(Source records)
━━━

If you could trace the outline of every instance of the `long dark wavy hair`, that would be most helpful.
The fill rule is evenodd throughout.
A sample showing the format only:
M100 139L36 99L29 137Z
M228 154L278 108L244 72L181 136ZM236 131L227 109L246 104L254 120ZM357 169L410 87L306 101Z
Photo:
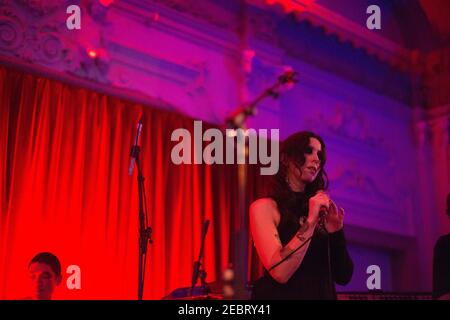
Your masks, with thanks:
M316 179L305 186L304 192L294 192L288 185L288 165L292 162L298 169L305 164L305 153L310 149L310 139L316 138L321 146L320 168ZM328 189L328 176L325 172L327 161L325 143L317 134L309 131L300 131L284 140L280 146L280 168L273 176L270 184L270 197L275 200L280 211L280 225L297 223L300 216L308 214L309 198L319 190Z

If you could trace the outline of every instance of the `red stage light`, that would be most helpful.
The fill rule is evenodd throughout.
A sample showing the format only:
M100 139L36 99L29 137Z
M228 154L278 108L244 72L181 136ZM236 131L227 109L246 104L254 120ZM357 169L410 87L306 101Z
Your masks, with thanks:
M114 0L99 0L105 7L109 6Z
M268 5L279 4L286 13L292 11L303 12L316 0L265 0Z
M87 50L87 54L90 58L95 59L98 56L97 51L93 50L93 49L88 49Z

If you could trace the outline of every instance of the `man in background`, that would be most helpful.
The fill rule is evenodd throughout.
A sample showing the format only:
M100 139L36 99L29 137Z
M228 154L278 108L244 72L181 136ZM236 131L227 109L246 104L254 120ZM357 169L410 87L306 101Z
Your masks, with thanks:
M32 281L31 296L27 300L51 300L55 288L61 283L61 263L50 252L41 252L28 264Z
M447 215L450 218L450 194ZM450 300L450 234L441 236L434 246L433 299Z

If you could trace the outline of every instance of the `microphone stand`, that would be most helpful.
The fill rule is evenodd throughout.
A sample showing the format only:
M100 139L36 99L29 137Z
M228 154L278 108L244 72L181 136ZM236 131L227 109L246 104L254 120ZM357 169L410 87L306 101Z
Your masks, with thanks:
M273 97L274 99L277 99L280 96L280 92L278 91L278 89L285 84L297 83L297 75L297 72L291 70L285 71L283 74L281 74L275 84L271 85L269 88L260 93L259 96L253 99L253 101L241 108L238 108L229 117L227 117L225 122L227 123L228 127L232 129L242 128L248 116L256 115L256 106L261 101L263 101L266 97Z
M209 227L209 220L205 221L205 224L203 225L203 234L202 234L202 243L200 246L200 253L198 255L198 260L194 263L194 270L192 272L192 284L191 284L191 289L189 291L189 296L193 296L194 293L194 288L195 285L197 284L197 280L200 277L200 281L202 283L202 288L204 290L204 293L208 293L208 290L206 288L206 272L205 270L202 268L202 263L201 263L201 259L203 256L203 247L205 245L205 238L206 238L206 234L208 233L208 227Z
M280 96L279 89L285 84L294 84L298 82L298 73L293 70L287 70L281 74L277 81L260 93L253 101L239 107L229 117L225 119L225 123L228 128L231 129L245 129L245 122L249 116L256 115L256 107L261 101L267 97L273 97L277 99ZM245 137L245 139L247 139ZM246 141L246 140L245 140ZM245 150L237 150L238 154L243 153L244 157L248 150L247 142L245 142ZM235 231L233 235L233 250L232 251L232 265L236 274L235 280L235 293L233 298L237 300L248 299L246 293L247 281L244 279L247 277L247 260L246 248L248 246L248 232L247 232L247 166L245 164L238 164L238 220L239 230ZM248 279L247 279L248 280Z
M136 142L131 147L130 156L134 158L138 176L138 196L139 196L139 270L138 270L138 300L142 300L144 293L144 280L145 280L145 267L147 261L147 246L148 243L153 243L151 239L152 229L148 226L148 212L147 212L147 197L145 194L144 176L142 175L141 162L140 162L140 147L138 146L138 135L136 136Z

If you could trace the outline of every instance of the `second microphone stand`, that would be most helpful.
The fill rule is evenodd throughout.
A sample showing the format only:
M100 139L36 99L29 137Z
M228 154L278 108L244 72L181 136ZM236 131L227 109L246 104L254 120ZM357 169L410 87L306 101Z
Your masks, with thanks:
M208 227L209 227L209 220L205 221L205 224L203 225L203 232L202 232L202 243L200 246L200 253L198 254L198 260L194 263L194 271L192 272L192 284L191 284L191 289L189 290L189 296L193 296L194 294L194 288L195 285L197 284L197 280L198 278L200 278L201 281L201 288L203 289L202 294L208 294L209 290L206 287L206 272L202 267L202 256L203 256L203 247L205 245L205 238L206 238L206 234L208 233Z
M142 300L144 293L145 266L147 262L147 246L152 243L152 229L148 225L147 197L145 194L144 176L142 175L139 160L140 148L137 144L132 147L131 156L135 159L137 168L138 194L139 194L139 274L138 274L138 300Z

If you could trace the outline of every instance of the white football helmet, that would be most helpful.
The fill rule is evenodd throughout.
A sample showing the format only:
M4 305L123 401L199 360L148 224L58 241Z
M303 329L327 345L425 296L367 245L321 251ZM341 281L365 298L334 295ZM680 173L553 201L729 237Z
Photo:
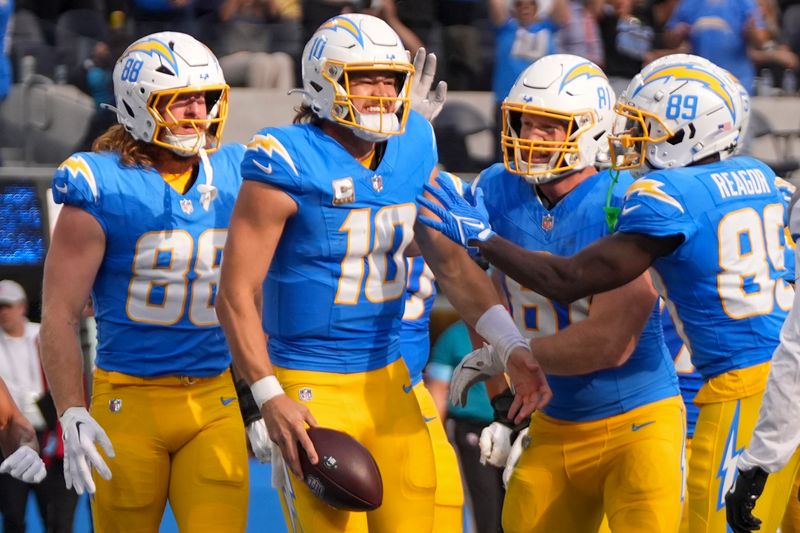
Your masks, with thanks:
M501 105L501 146L506 169L531 183L546 183L608 160L606 136L614 120L614 90L586 58L554 54L526 68ZM563 120L564 141L520 137L524 115ZM550 152L547 163L532 161Z
M714 154L726 159L740 135L740 98L730 77L702 57L673 54L653 61L614 108L614 168L685 167Z
M331 18L306 44L302 70L304 102L318 117L351 128L371 142L405 130L414 67L400 37L383 20L362 14ZM395 73L397 96L358 96L380 108L361 113L353 105L350 77L369 71Z
M183 33L160 32L130 45L114 66L117 121L130 134L178 155L219 148L228 116L228 85L206 45ZM179 95L205 93L207 118L177 120L169 112ZM159 109L166 112L162 115ZM191 125L194 134L170 127Z
M732 153L735 155L742 151L745 134L747 133L747 128L750 125L750 93L748 93L747 89L744 88L744 85L742 85L742 82L739 81L739 78L727 70L721 67L719 68L728 75L728 77L731 79L731 83L733 83L738 91L736 98L737 107L734 127L739 131L739 138L736 139L736 143L732 147Z

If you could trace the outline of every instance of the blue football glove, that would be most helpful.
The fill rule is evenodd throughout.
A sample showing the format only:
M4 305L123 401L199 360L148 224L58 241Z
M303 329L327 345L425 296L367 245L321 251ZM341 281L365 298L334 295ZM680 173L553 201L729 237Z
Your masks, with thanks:
M481 189L477 190L474 201L470 202L458 193L450 180L437 177L436 183L439 187L426 183L425 190L442 205L437 205L424 196L418 196L417 201L441 220L420 215L420 222L467 249L474 241L484 242L495 235L489 223L489 213L486 211Z

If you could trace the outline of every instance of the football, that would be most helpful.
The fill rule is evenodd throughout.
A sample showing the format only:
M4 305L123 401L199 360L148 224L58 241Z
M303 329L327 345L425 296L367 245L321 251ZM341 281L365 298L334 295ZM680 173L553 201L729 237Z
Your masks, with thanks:
M383 501L378 464L360 442L335 429L308 429L319 462L312 465L300 446L303 479L325 503L344 511L372 511Z

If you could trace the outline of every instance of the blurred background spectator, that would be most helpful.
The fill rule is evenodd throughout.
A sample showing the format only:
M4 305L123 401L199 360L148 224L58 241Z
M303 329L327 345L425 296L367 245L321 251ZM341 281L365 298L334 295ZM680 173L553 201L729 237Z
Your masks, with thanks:
M425 369L425 386L433 396L442 420L452 421L453 442L458 451L461 471L472 502L472 515L480 533L502 532L503 471L480 463L478 442L481 430L494 420L486 385L478 383L469 391L463 407L448 403L450 378L458 363L472 351L469 330L463 320L450 325L439 335L431 349Z
M60 429L39 359L39 324L26 318L27 300L20 284L0 281L0 377L36 429L47 477L29 484L0 474L0 513L6 533L24 533L28 492L33 491L48 533L67 533L72 531L78 495L64 485Z

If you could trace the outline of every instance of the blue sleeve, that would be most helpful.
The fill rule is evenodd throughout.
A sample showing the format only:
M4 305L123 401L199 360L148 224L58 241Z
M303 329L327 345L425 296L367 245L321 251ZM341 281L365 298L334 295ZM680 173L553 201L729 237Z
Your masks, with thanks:
M697 230L694 218L669 184L648 176L634 181L625 192L618 231L653 237L683 235L688 240Z
M108 226L101 209L102 196L98 189L91 154L77 153L61 163L53 175L53 201L57 204L79 207L88 212L108 233Z
M437 364L451 369L461 361L463 354L456 353L459 336L459 323L449 326L439 335L431 348L430 364Z
M242 159L242 178L271 185L300 203L303 180L289 150L274 133L277 132L263 130L247 144Z

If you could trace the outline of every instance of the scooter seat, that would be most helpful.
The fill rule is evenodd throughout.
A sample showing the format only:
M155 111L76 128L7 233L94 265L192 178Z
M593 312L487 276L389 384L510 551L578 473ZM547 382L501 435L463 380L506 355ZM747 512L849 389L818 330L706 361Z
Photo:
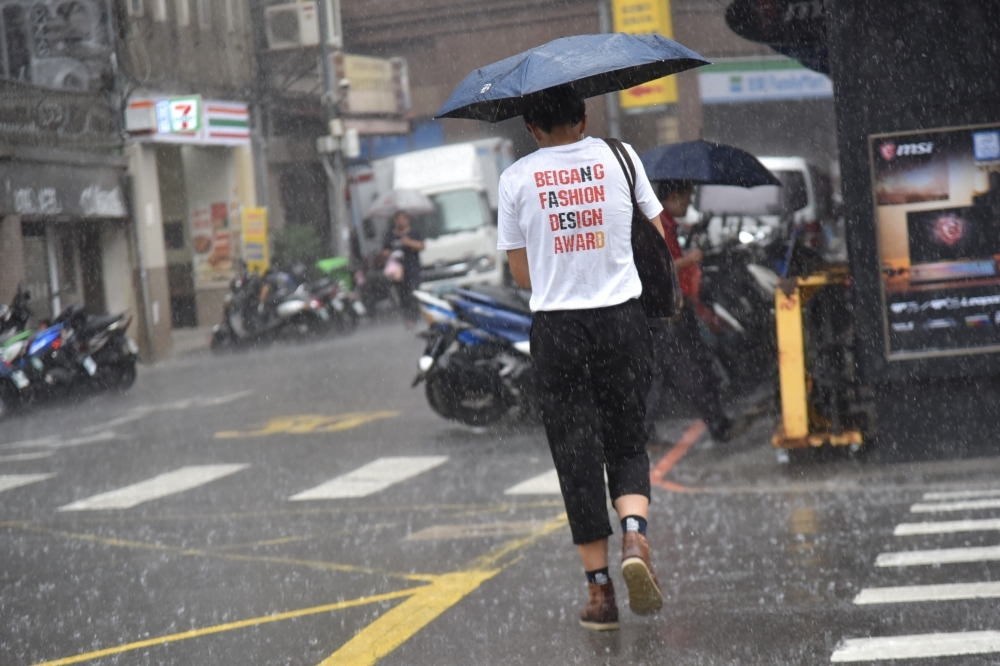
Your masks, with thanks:
M102 331L111 324L115 323L121 319L121 315L92 315L87 317L87 320L83 324L83 331L86 333L96 333L97 331Z
M490 285L475 285L457 291L466 298L484 303L493 303L505 310L531 316L531 308L528 306L528 300L521 295L520 291Z

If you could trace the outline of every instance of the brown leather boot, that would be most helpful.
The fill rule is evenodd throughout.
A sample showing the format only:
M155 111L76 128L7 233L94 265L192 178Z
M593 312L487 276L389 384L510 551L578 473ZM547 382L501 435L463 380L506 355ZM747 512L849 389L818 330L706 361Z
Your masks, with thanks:
M639 532L622 537L622 576L628 588L628 605L636 615L650 615L663 606L663 593L649 560L649 544Z
M615 586L608 580L604 585L588 583L590 601L580 611L580 626L593 631L618 629L618 604L615 603Z

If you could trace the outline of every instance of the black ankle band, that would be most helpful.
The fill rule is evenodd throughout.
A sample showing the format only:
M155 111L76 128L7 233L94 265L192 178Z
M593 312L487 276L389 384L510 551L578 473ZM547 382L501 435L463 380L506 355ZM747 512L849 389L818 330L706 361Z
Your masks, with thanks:
M587 572L587 582L591 585L604 585L609 580L611 580L608 575L608 568L594 569L593 571Z
M625 516L622 518L622 532L638 532L646 535L646 519L641 516Z

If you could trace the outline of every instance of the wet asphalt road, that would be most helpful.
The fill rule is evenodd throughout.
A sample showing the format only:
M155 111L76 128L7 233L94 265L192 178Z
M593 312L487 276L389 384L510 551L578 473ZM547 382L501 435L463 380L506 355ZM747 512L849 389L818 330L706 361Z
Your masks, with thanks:
M779 467L773 416L722 445L673 410L664 610L632 615L613 566L622 630L593 634L540 429L442 421L409 388L421 348L381 324L198 352L0 425L0 664L1000 659L1000 634L921 638L1000 631L992 426Z

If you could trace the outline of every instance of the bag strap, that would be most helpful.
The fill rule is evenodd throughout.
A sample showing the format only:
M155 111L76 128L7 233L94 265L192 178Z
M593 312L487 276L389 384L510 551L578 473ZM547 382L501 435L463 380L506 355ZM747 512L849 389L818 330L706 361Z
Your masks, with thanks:
M632 194L632 200L635 201L635 165L632 163L632 158L629 156L628 151L625 150L625 146L618 139L604 139L604 143L608 144L608 148L614 153L615 159L618 160L618 166L622 168L625 174L625 180L628 182L628 189Z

━━━

■ **PROBLEM TO SOLVE**:
Which lines in the data hold the string "microphone"? Copy each of them.

■ **RESPONSE FOR THIS EXERCISE**:
If you could trace the outline of every instance of the `microphone stand`, that would be most helpful.
If you could trace the outline of every instance of the `second microphone stand`, that would be most helpful.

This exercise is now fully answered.